_Texte à lire_.
________

Le 6 février 2013 s’est déroulée une conférence de presse consacrée au bilan du Concile épiscopal de l’Église orthodoxe russe, convoqué à Moscou du 2 au 5 février. Etaient venus rencontrer les journalistes à l’église du Christ Sauveur le métropolite Hilarion de Volokolamsk, président du Département des relations ecclésiastiques extérieures du Patriarcat de Moscou, le métropolite Paul de Riazan et de Mikhaïlovsk, chef du groupe de rédaction du Concile épiscopal, le métropolite Antoine de Borispol, chancelier de l’Église orthodoxe d’Ukraine, premier vicaire du diocèse de Kiev, l’archimandrite Savva (Toutounov), vice-chancelier du Patriarcat de Moscou, l’archiprêtre Vsevolod Tchapline, président du Département synodal pour les relations entre l’Église et la société et V. Legoïda, président du Département synodal d’information.

S’adressant aux représentants des médias, le métropolite Hilarion a dit notamment :

« Le présent Concile épiscopal a été le concile le plus représentatif de toute l’histoire de l’Église orthodoxe russe. Jamais autant d’évêques n’avaient été réunis pour les célébrations à l’église du Christ Sauveur, ni avant la révolution, ni à notre époque. Jamais autant d’archipasteurs ne s’étaient rassemblés à la salle des Conciles pour discuter des problèmes actuels de la vie de l’Église.

Suivant les Statuts, le Concile épiscopal doit être convoqué au moins une fois tous les 4 ans, mais il se réunit en général environ tous les deux ans. Sa convocation est précédée d’un grand travail de préparation. Afin que les discussions aux Conciles soient précises et parviennent à des résultats concrets, une Conférence interconciliaire a été créée à l’initiative du Patriarche Cyrille, sur le modèle de la Conférence interconciliaire qui fonctionnait à l’époque de la préparation du Concile local de 1917-1918.

La conférence interconciliaire est un organe de délibération divisé en plusieurs commissions. Chacune de ces commissions discute des thèmes de la vie de l’Église relevant de sa compétence. Parmi les questions abordées, certains sujets controversés et largement débattus au sein de l’Église, tant au niveau du clergé qu’au niveau des laïcs. La conférence interconciliaire doit préparer l’ordre du jour du Concile épiscopal afin qu’il puisse prendre des décisions sur la base des débats qui auront déjà eu lieu.

Le présent Concile épiscopal a fonctionné suivant ce modèle, c’est-à-dire qu’il a été consacré à l’examen de documents élaborés par la Conférence interconciliaire. Naturellement, nous n’avons pu aborder tous les thèmes, mais le Concile a pu débattre de certaines questions particulièrement importantes, comme la position de l’Église sur la justice juvénale et la réforme du droit de la famille, la position de l’Église sur les questions écologiques et sur les nouvelles techniques de comptage et d’identification des personnes, de même que des questions relatives à la vie interne de l’Église.

(…) J’aimerais souligner que la concorde régnait au Concile. Beaucoup de documents ont été adoptés à l’unanimité. Cette atmosphère fraternelle constructive a beaucoup contribué au succès du Concile.

________

_Données_.
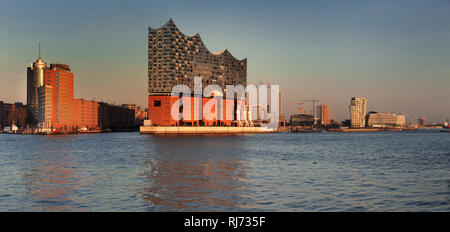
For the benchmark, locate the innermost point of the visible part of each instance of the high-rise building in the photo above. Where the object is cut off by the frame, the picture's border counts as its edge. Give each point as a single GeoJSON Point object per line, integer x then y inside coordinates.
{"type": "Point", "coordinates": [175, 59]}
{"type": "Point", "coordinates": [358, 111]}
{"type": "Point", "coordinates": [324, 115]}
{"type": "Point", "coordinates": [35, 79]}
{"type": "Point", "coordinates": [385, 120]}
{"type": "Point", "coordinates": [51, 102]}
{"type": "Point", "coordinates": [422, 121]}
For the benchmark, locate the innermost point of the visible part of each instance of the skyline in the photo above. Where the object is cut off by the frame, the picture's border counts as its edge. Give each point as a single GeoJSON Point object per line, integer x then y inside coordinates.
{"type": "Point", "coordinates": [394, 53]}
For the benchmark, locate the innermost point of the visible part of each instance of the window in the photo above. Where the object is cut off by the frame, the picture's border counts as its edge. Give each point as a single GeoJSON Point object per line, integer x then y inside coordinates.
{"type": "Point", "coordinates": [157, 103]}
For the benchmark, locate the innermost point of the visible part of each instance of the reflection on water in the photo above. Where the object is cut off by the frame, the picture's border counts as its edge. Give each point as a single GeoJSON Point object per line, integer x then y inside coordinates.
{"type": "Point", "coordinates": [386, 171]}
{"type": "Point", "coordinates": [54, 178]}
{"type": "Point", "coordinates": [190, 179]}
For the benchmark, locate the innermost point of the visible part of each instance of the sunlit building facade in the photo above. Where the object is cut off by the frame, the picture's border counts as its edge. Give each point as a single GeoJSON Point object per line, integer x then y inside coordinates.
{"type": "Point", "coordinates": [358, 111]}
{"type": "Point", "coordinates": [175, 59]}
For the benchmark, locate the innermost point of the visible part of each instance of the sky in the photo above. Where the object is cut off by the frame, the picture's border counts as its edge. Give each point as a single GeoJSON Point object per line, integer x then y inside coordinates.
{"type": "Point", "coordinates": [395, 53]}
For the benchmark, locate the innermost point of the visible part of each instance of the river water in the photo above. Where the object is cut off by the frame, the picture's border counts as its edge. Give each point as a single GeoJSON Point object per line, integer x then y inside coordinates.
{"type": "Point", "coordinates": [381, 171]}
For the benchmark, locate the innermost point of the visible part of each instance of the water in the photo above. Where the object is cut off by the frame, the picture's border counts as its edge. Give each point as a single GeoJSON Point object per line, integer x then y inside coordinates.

________

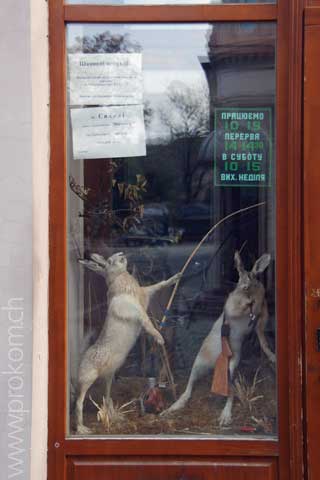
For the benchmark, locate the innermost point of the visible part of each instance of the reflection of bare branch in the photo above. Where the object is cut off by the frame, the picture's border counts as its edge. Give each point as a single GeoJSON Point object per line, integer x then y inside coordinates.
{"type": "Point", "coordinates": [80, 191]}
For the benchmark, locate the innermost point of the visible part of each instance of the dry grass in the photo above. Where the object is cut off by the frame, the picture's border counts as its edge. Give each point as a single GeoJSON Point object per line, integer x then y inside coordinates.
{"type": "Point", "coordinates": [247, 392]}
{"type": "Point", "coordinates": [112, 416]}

________

_Défis_.
(1) D'après le texte sur le Concile épiscopal, à quelle fréquence minimale les Statuts exigent-ils que ce concile soit convoqué ?
(2) Reprenez, s'il vous plaît, le texte sur le Concile épiscopal à la suite de sa dernière phrase.

_Les résultats_.
(1) Au moins une fois tous les quatre ans.

(2)
Un certain nombre d’archipasteurs participait pour la première fois à une assemblée aussi respectable dans la mesure où de nombreux sacres épiscopaux ont été célébrés ces dernières années. Le Patriarche Cyrille a initié ce processus après son accession au trône patriarcal moscovite. En conséquence de ce processus qui a reçu l’appelation très conventionnelle de « morcellement de diocèses » nous avons maintenant sur le territoire d’une région où n’existait auparavant qu’une éparchie deux, trois ou quatre diocèses réunis en métropole. L’Église donne ainsi une nouvelle impulsion à sa mission et à ses relations avec la société.

Ce processus touche en premier lieu ce qu’on appelle la « Russie profonde ». Lorsque nous parlons de la renaissance de la vie de l’Église ces 25 dernières années, nous pensons avant tout à ce qui s’est produit dans les grandes villes. La renaissance ecclésiale est particulièrement visible dans les grandes municipalités et les centres régionaux où été bâties de grandes cathédrales, construites des écoles religieuses et où la vie chrétienne est très active. Malheureusement, dans les régions éloignées, cette renaissance ne se fait pas toujours sentir, nous avons beaucoup de petites villes, de villages, de campagnes où la présence religieuse est encore faible. Les ennemis de l’Église, les sectateurs en profitent pour féployer leur mission là où l’Église n’est pas suffisamment représentée. Il s’agit de créer de nouveaux diocèses et de nouveaux centres diocésains là où il n’y en avait encore jamais eu pour que les évêques se rapprochent du peuple, pour que leur espace de travail soti clairement visible. En effet, jusqu’à ces dernières années certains diocèses pouvaient compter 500 ou 600 paroisses et il fallait parfois plusieurs heures de transport aérien pour parcourir un diocèse d’un bout à l’autre. Dans les diocèses qui se créent actuellement, l’évêque a la possibilité de connaître personnellement chaque prêtre, peut visiter les paroisses, influencé réellement leur vie. Tout cela est reflété dans les décrets du Concile épiscopal.

C’était la première fois qu’il y avait autant de klobuks blancs au Concile, c’est-à-dire que le nombre de métropolites a beaucoup augmenté, et c’était un symbole visible des processus en cours ces dernières années.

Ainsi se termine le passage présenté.